Exercise A -
Using the biography of Milan Švihálek, explain which details of his career support calling him a journalist, in one to three sentences.
Exercise B -
According to the biography of Milan Švihálek, in which city was he born?
Exercise C -
Pick up the biography of Milan Švihálek after its final sentence and carry it on.

Passage for review -
━━━━━━━━━━
Milan Švihálek (11 January 1944 – 12 July 2025) was a Czech dramaturge, screenwriter, journalist, presenter, editor, and writer.

== Life and career ==
Švihálek was born 11 January 1944 in Brno, and studied at the Film and TV School of the Academy of Performing Arts in Prague. He later graduated from the Faculty of Journalism of Charles University in 1982. Initially, he worked as a stage worker at the Oldřich Stibor Theatre in Olomouc and collaborated with the amateur theatre SKUMA(F)KA. He briefly worked as a methodologist at the District House of Education in Olomouc. From 1968 he worked as an editor and dramaturge for Czech Television Ostrava. In the first half of the 1990s, he was the head of one of the creative groups of journalism in the Ostrava studio of Czech Television. From 1994 onwards, he worked as a freelance screenwriter, publicist and journalist.
━━━━━━━━━━
Records -
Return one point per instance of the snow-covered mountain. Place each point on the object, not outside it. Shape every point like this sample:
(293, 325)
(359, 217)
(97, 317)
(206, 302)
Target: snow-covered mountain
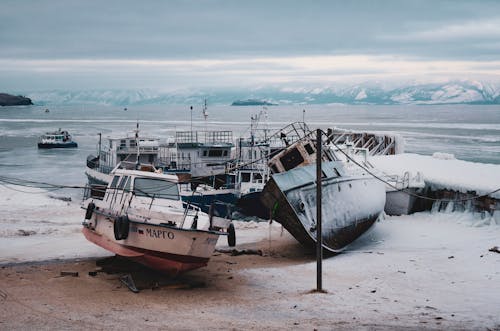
━━━━━━━━━━
Output A -
He graduated from the Faculty of Journalism of Charles University in 1982. In the early 1990s he headed one of the creative groups of journalism in the Ostrava studio of Czech Television, and from 1994 he worked as a freelance journalist.

Output B -
Brno.

Output C -
He wrote scripts for journalism, competitions, documentaries, entertainment and educational programs and series. He collaborated with cinematographer and director Jiří Vrožina (series on health issues, travelogues by Richard Konkolski). From 1979 to 1984, in collaboration with director Zdeněk Havlíček, he worked on competition programmes (YES – NO, Větrná růžice, Všechno za minutu). In 1990, he collaborated with Jiří Vrožina on the series Australian Encounters. However, only four episodes out of the intended thirteen were filmed. He also collaborated with Miroslav Zikmund, František Mudra, Vítězslav Dostál, Miroslav Kačor and others. As an author, he participated in the documentary series Forgotten Expeditions, Fateful Moments, etc. For the series For Witnesses of the Past, he received the annual Czechoslovak Television Award and the Czech Literary Fund Award.

Švihálek died on 12 July 2025, at the age of 81.